» WORK REQUIRED: Retype nothing except the lines below from the one with "regionseg --target=hardwood floor" through the one with "regionseg --target=kitchen peninsula", exactly, with images left out.

Stored data:
◆ ◆ ◆
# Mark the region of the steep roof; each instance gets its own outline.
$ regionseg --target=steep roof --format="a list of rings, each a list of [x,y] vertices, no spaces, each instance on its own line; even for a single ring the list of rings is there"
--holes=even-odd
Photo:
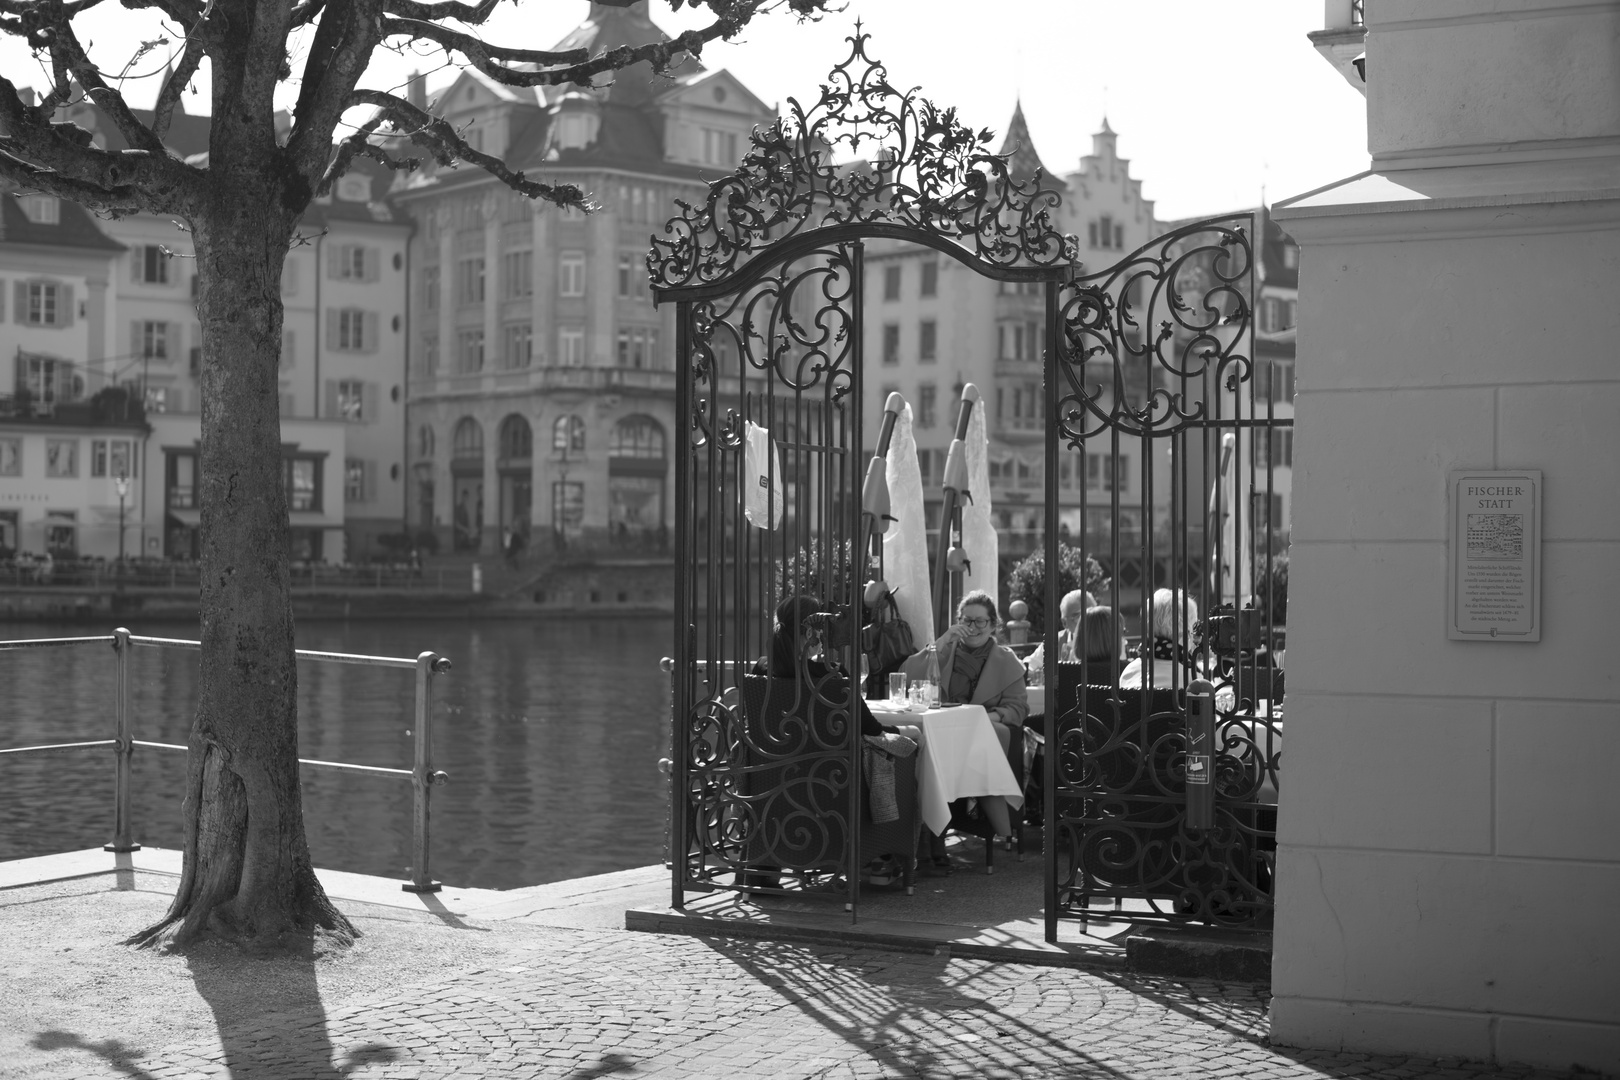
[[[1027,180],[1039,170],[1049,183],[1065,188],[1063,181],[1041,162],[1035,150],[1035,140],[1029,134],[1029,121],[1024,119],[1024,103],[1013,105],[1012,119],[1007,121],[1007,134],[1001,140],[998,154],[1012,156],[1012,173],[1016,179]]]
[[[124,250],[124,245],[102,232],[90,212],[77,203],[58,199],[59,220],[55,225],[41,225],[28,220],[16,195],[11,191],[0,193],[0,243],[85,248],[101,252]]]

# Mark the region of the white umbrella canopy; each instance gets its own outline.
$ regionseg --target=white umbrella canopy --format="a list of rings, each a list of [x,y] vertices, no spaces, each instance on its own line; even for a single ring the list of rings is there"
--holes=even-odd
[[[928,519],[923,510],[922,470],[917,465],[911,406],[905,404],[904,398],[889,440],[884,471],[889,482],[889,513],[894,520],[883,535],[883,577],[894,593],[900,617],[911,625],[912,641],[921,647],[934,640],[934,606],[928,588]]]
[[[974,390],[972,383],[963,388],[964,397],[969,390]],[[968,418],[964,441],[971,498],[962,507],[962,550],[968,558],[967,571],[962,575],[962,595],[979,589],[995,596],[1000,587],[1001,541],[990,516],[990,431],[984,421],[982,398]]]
◆ ◆ ◆
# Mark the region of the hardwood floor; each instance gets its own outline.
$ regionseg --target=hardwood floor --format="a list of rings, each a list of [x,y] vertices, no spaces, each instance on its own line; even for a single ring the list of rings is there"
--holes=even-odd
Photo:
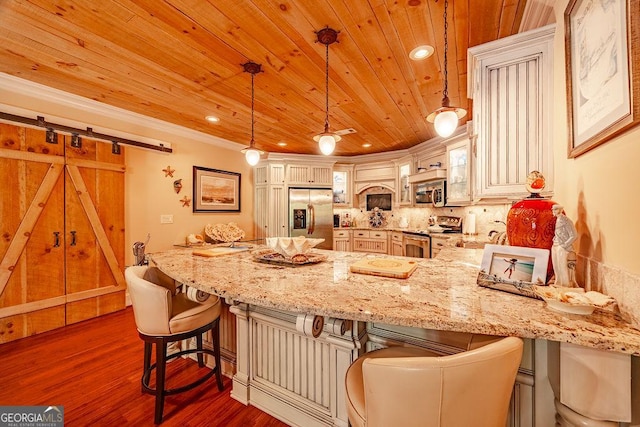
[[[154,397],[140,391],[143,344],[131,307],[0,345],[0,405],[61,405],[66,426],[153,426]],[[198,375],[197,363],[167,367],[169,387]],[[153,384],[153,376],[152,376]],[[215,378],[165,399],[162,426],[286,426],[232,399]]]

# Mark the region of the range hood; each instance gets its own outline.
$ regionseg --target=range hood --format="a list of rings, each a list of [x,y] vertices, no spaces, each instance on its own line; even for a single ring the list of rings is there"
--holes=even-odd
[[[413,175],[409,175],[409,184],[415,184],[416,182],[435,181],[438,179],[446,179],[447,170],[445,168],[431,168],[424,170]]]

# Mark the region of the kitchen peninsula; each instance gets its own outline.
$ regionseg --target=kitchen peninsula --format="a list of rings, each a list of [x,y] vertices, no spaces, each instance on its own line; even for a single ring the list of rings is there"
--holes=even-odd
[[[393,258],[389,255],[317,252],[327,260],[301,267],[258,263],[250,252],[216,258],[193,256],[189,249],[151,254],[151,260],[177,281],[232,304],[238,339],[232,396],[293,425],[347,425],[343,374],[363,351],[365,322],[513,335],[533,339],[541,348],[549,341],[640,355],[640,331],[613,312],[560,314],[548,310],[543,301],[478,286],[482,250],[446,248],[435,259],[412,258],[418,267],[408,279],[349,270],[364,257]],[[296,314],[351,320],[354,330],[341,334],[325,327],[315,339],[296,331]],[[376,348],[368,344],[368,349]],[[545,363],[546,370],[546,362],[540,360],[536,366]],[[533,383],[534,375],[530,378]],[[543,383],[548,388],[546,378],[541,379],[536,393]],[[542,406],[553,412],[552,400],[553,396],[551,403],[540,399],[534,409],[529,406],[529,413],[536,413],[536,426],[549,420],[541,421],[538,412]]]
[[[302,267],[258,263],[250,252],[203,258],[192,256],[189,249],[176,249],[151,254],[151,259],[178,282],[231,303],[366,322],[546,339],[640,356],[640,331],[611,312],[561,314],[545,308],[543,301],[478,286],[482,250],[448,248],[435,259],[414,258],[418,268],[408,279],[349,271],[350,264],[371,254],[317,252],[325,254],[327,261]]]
◆ ◆ ◆
» RESPONSE TO THIS EXERCISE:
$ regionseg --target=hardwood floor --format="a list of rings, each a list of [x,y] vertices, no spaces, each instance on its own line; even for a single ring the list of rings is there"
--holes=even-odd
Photo:
[[[154,397],[140,391],[143,344],[131,307],[0,345],[0,405],[61,405],[66,426],[153,426]],[[198,375],[197,363],[167,367],[169,387]],[[153,384],[153,376],[152,376]],[[215,378],[165,399],[162,426],[286,426],[232,399]]]

# Mark the region of the range hood; each instance gets its own outline.
$ regionseg --target=range hood --format="a list of rings, each a list of [x,y] vertices, no spaces, each instance on its own line; even for a single ring the list of rings is there"
--holes=even-odd
[[[413,175],[409,175],[409,184],[415,184],[416,182],[435,181],[438,179],[446,179],[447,170],[445,168],[431,168],[424,170]]]

# Mark the region of the kitchen peninsula; each instance gets its own outline.
$ regionseg --target=kitchen peninsula --format="a list of rings, each a list of [x,y] vertices, no spaces, each instance on its own line; even for a single ring the list of rings is there"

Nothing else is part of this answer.